*任务要求*. 抄录这篇字符串算法笔记中的一段：从含有“如：'abcdefg'前面的”的语句开始，到“s = ''.join(slist)”结束。

*页面摘录*.
———

[Python] 算法心得—字符串篇

作者: 敲代码的密斯想 | 来源:发表于2018-06-15 11:04 被阅读23次

[Python] 算法心得—字符串篇
简单对称加密算法
日常笔记
连载02-Python列表的方法有什么，附实际案例源码【乐搏Te
K近邻(KNN)算法详解及Python实现
字符串匹配算法总结
AI 学习之路——轻松初探 Python 篇（三）
[Python] 算法心得—排序
leetcode算法类型（Python）：9. 回文数，难度：简
KMP算法文章合集

六个算法问题，使用python学习算法。

1.1 旋转字符串

给定字符串，要求把字符串前面若干个字符移动到字符串尾部。要求时间复杂度O(n)，空间复杂度O(1)。
如：'abcdefg'前面的2个字符'a'和'b'移到字符串尾部，就是'cdefgab'。

解法一：暴力移位法

def left_shift_one(s):
    slist = list(s)
    temp = slist[0]
    for i in range(1, len(s)):
        slist[i - 1] = slist[i]
    slist[len(s) - 1] = temp
    s = ''.join(slist)

———

[提取的记录]

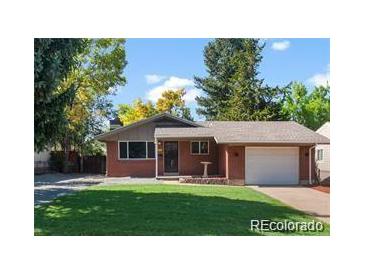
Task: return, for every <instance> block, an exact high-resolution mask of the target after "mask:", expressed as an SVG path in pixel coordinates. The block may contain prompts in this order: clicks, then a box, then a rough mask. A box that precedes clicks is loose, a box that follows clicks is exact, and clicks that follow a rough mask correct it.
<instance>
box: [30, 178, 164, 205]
mask: <svg viewBox="0 0 365 274" xmlns="http://www.w3.org/2000/svg"><path fill="white" fill-rule="evenodd" d="M142 183H143V184H145V183H157V181H156V179H155V178H130V177H115V178H113V177H106V176H103V175H92V174H79V173H76V174H72V173H71V174H63V173H49V174H43V175H35V176H34V204H35V205H39V204H43V203H48V202H50V201H52V200H53V199H54V198H57V197H60V196H63V195H67V194H71V193H73V192H75V191H78V190H81V189H84V188H86V187H89V186H91V185H99V184H100V185H113V184H142Z"/></svg>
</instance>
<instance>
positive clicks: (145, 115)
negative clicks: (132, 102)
mask: <svg viewBox="0 0 365 274" xmlns="http://www.w3.org/2000/svg"><path fill="white" fill-rule="evenodd" d="M156 113H157V111H156V109H155V106H154V105H153V104H152V102H151V101H147V103H143V101H142V100H141V99H140V98H138V99H136V100H134V101H133V103H132V104H131V105H128V104H120V105H119V106H118V118H119V120H120V121H121V122H122V123H123V125H129V124H131V123H134V122H137V121H139V120H142V119H145V118H148V117H151V116H153V115H155V114H156Z"/></svg>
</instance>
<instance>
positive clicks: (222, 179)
mask: <svg viewBox="0 0 365 274" xmlns="http://www.w3.org/2000/svg"><path fill="white" fill-rule="evenodd" d="M179 181H180V183H184V184H199V185H228V179H227V178H223V177H208V178H203V177H192V178H180V180H179Z"/></svg>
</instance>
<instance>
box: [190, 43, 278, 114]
mask: <svg viewBox="0 0 365 274" xmlns="http://www.w3.org/2000/svg"><path fill="white" fill-rule="evenodd" d="M263 47H264V45H262V44H261V42H260V40H259V39H246V38H240V39H215V40H214V41H212V42H210V43H209V44H208V45H207V46H206V47H205V50H204V58H205V65H206V66H207V71H208V74H209V75H208V76H207V77H195V84H196V86H197V88H200V89H202V90H203V91H204V92H205V93H206V95H205V96H201V97H197V102H198V104H199V106H200V107H199V108H198V110H197V112H198V114H201V115H204V116H205V117H206V119H207V120H235V121H240V120H245V121H260V120H262V121H265V120H281V119H282V118H283V117H282V114H281V106H282V99H283V94H284V89H281V88H279V87H275V88H271V87H269V86H267V85H265V84H264V80H263V79H260V78H259V73H258V67H259V65H260V62H261V60H262V50H263Z"/></svg>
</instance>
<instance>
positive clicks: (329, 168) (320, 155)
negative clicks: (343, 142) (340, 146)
mask: <svg viewBox="0 0 365 274" xmlns="http://www.w3.org/2000/svg"><path fill="white" fill-rule="evenodd" d="M317 133H319V134H321V135H323V136H325V137H327V138H328V139H330V122H327V123H325V124H324V125H323V126H321V127H320V128H319V129H318V130H317ZM316 164H317V168H318V170H319V172H318V173H319V174H318V177H319V179H320V181H329V179H330V145H329V144H320V145H317V146H316Z"/></svg>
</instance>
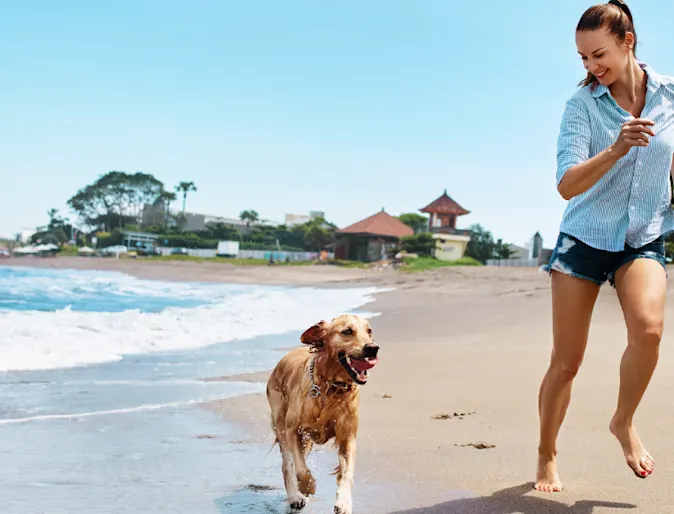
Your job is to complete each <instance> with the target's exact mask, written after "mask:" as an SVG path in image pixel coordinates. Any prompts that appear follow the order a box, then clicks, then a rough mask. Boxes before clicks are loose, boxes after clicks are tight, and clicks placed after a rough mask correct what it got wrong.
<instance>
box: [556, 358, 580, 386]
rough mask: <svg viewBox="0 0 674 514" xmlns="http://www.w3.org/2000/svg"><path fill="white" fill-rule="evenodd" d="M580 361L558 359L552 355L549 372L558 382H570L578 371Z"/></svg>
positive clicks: (573, 358)
mask: <svg viewBox="0 0 674 514" xmlns="http://www.w3.org/2000/svg"><path fill="white" fill-rule="evenodd" d="M582 362H583V361H582V359H579V358H559V357H556V356H555V355H554V354H553V356H552V359H551V361H550V372H551V373H552V374H553V375H554V377H555V378H556V379H557V380H559V381H560V382H571V381H572V380H573V379H574V378H576V375H577V374H578V370H579V369H580V365H581V364H582Z"/></svg>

———

*结果如下*.
如：'abcdefg'前面的2个字符'a'和'b'移到字符串尾部，就是'cdefgab'。

解法一：暴力移位法

def left_shift_one(s):
    slist = list(s)
    temp = slist[0]
    for i in range(1, len(s)):
        slist[i - 1] = slist[i]
    slist[len(s) - 1] = temp
    s = ''.join(slist)